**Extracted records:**

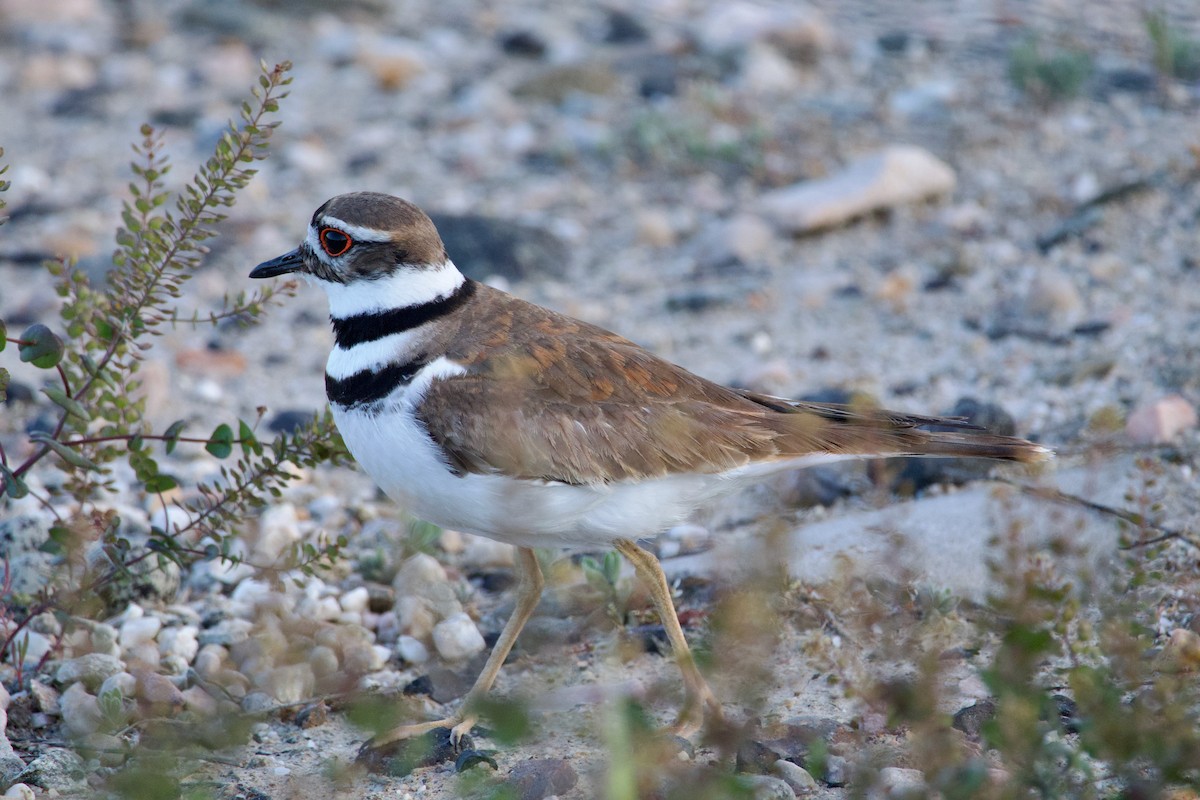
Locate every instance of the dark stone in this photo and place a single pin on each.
(541, 777)
(1068, 713)
(469, 758)
(289, 421)
(523, 43)
(696, 300)
(624, 29)
(757, 757)
(79, 102)
(653, 638)
(312, 715)
(381, 599)
(1092, 328)
(485, 246)
(179, 118)
(400, 758)
(496, 582)
(916, 474)
(450, 685)
(837, 771)
(972, 719)
(420, 685)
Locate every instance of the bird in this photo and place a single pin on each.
(479, 411)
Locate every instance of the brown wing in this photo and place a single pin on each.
(549, 397)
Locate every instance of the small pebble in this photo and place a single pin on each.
(457, 638)
(1159, 421)
(796, 776)
(139, 630)
(323, 660)
(412, 650)
(90, 669)
(767, 787)
(180, 641)
(81, 711)
(123, 683)
(355, 600)
(900, 782)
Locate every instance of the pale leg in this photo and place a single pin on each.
(528, 594)
(699, 699)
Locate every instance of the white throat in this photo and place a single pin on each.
(407, 286)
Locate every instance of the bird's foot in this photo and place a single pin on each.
(700, 709)
(406, 747)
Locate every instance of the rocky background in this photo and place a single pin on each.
(829, 200)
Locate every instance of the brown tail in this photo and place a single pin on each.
(853, 429)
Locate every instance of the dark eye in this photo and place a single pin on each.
(334, 241)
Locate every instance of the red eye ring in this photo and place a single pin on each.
(334, 241)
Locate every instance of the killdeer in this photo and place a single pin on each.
(487, 414)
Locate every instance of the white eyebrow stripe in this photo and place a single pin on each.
(358, 233)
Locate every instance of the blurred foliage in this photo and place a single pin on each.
(1048, 76)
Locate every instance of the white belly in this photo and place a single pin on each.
(393, 446)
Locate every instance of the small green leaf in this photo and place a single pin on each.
(69, 404)
(160, 482)
(172, 434)
(65, 452)
(221, 441)
(42, 347)
(15, 487)
(612, 567)
(249, 443)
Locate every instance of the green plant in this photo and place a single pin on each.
(95, 358)
(1175, 55)
(1048, 77)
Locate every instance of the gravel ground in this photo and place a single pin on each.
(629, 151)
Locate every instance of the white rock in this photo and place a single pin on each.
(355, 600)
(765, 71)
(199, 702)
(91, 669)
(138, 631)
(322, 608)
(731, 25)
(35, 647)
(279, 528)
(19, 792)
(456, 637)
(1054, 300)
(894, 175)
(323, 660)
(767, 787)
(81, 713)
(796, 776)
(485, 552)
(293, 683)
(209, 660)
(418, 573)
(900, 782)
(1161, 421)
(124, 683)
(180, 642)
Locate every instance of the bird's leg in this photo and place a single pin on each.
(528, 594)
(699, 703)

**To do:**
Quote every one of the lines above verbatim, omitting the pictures from your answer.

**Full solution:**
Locate every instance of the dark stone in this photo and place a single pin on each.
(541, 777)
(1068, 713)
(469, 758)
(289, 421)
(523, 43)
(696, 300)
(624, 29)
(757, 757)
(79, 102)
(653, 638)
(312, 715)
(381, 599)
(1092, 328)
(485, 246)
(179, 118)
(400, 758)
(496, 582)
(916, 474)
(450, 685)
(837, 771)
(972, 719)
(420, 685)
Locate every instance of the bird in this photo and place a single pin on each.
(479, 411)
Locate every instance of the brown wing in this photo and place a single pin on each.
(549, 397)
Locate every instance of the small pebble in this photo and place a single pin on each.
(457, 638)
(1159, 421)
(796, 776)
(139, 630)
(323, 660)
(412, 650)
(90, 669)
(767, 787)
(180, 641)
(81, 711)
(123, 683)
(355, 600)
(900, 782)
Locate every instance of the pale leg in this photo and place a single pin on each.
(528, 594)
(699, 699)
Locate every instance of the white throat in this photo and place a single pin on each.
(407, 286)
Locate every instance of the bird's foot in this photo and place a single pin on each.
(700, 709)
(406, 747)
Locate every instance of the rocky background in this photo and place a single pin on each.
(829, 200)
Locate every instance of the brown tail in this photo and place a single pin on each.
(853, 429)
Locate every instance of the dark eye in this photo and place a single pin on each.
(334, 241)
Locate every instance of the red eye ring in this photo and place a single pin on each.
(334, 241)
Locate every instance of the killdeer in this photo and place a single pin on each.
(487, 414)
Locate every instance of the white eyebrow stripe in this photo and place a single pin on each.
(358, 233)
Locate every instance of the blurred foliage in this photo and place a single pin on each.
(1048, 76)
Locate every instance of the white belly in this photo and place a single pin on each.
(393, 446)
Locate every instance of the small green leaf in this photo and place a single pin on each.
(69, 404)
(160, 482)
(172, 434)
(65, 452)
(221, 441)
(42, 347)
(15, 487)
(612, 567)
(249, 443)
Locate every instance of the green plant in this photo and place a single pin on each.
(95, 358)
(1175, 55)
(1048, 77)
Locate every instance of the gravel ground in this photo and place a single pin on each.
(629, 151)
Locate every instance of the white rock in this photo and place a single pin on each.
(355, 600)
(765, 71)
(199, 702)
(91, 669)
(138, 631)
(322, 608)
(731, 25)
(35, 647)
(279, 528)
(19, 792)
(456, 637)
(1054, 300)
(894, 175)
(323, 660)
(767, 787)
(81, 713)
(796, 776)
(485, 552)
(293, 683)
(209, 660)
(418, 573)
(900, 782)
(1161, 421)
(124, 683)
(180, 642)
Locate every instance of the bird's leg in this photo and place a single pin on each.
(528, 594)
(699, 703)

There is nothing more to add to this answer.